Строки данных >>
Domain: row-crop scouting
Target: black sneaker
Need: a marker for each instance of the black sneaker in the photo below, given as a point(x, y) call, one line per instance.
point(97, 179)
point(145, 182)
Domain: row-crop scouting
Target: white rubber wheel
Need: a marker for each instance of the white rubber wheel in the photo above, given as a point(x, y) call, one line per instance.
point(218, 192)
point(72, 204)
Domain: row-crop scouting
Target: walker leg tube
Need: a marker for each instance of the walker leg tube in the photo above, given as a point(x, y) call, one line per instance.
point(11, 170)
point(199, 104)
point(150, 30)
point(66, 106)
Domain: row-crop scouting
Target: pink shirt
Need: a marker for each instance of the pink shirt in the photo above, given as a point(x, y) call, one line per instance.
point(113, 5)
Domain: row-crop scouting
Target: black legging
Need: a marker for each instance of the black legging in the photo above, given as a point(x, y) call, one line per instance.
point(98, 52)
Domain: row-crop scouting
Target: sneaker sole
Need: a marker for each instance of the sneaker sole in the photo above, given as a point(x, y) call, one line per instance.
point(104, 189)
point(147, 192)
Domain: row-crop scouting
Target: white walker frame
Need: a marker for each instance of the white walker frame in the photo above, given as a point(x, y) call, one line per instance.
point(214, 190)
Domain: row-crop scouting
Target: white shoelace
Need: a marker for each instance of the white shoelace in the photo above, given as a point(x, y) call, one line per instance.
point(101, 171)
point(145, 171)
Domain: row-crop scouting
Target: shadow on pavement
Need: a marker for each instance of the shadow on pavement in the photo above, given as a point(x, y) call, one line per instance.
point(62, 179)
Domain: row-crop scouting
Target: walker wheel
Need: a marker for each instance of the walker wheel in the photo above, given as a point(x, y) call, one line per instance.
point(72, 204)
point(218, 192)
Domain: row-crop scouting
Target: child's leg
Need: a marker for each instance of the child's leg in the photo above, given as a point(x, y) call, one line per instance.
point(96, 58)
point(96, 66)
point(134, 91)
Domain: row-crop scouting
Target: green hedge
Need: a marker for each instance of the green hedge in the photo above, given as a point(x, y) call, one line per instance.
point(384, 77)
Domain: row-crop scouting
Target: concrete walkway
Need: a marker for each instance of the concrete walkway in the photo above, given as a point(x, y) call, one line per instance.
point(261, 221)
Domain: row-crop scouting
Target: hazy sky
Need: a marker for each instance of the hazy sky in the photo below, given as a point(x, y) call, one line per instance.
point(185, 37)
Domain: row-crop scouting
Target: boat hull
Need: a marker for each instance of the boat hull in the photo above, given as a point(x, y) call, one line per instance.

Суть задания >>
Перепишите все строки данных подряд, от самого начала до строки с "point(62, 179)" включительно, ничего не пропуская. В ответах прибавьте 78 к каждой координате точек.

Решение задачи >>
Domain: row-crop scouting
Target: black sneaker
Need: a marker for each instance of the black sneaker in the photo below, given as a point(x, y) call, one line per instance.
point(175, 257)
point(223, 260)
Domain: row-crop scouting
Target: white rubber wheel
Need: a marker for each instance of the white rubber wheel in the photo above, given as a point(x, y) call, one line per instance.
point(296, 270)
point(150, 282)
Domain: row-crop scouting
Target: walker leg tube
Need: a marker for each instance of the walker leg tube in the photo above, given as a point(x, y) call, one line per instance.
point(89, 248)
point(277, 182)
point(228, 108)
point(144, 184)
Domain: row-crop scouting
Target: pink shirt
Need: a marker for each instance of the pink shirt in the photo above, given as a point(x, y) call, one line per instance.
point(191, 83)
Domain: row-crop scouting
Target: black legging
Need: a marker for each instance of the black legging in the photo above, given as a point(x, y) call, one line per instance.
point(176, 130)
Domain: row-crop scouting
Target: sneaker sole
Need: a marker for each instance of the sneaker sole in the photo above, given as a point(x, y) call, one line per instance.
point(182, 267)
point(225, 270)
Domain: row-crop scouting
Target: white walker frame
Need: a marker for each instance of the white walker frame in the photo above, given as a point(x, y) call, one line per instance.
point(292, 268)
Domain: row-crop scouting
Target: white shoelace
Need: a marker for each instance of the white shoelace in the photo above, given as a point(x, y) call, one line per instance.
point(179, 249)
point(223, 249)
Domain: row-crop scouting
Target: shadow on pavement
Need: a marker for each instance of the shadow on pavement in the photo above, given as a point(x, y) call, one line per instance.
point(140, 257)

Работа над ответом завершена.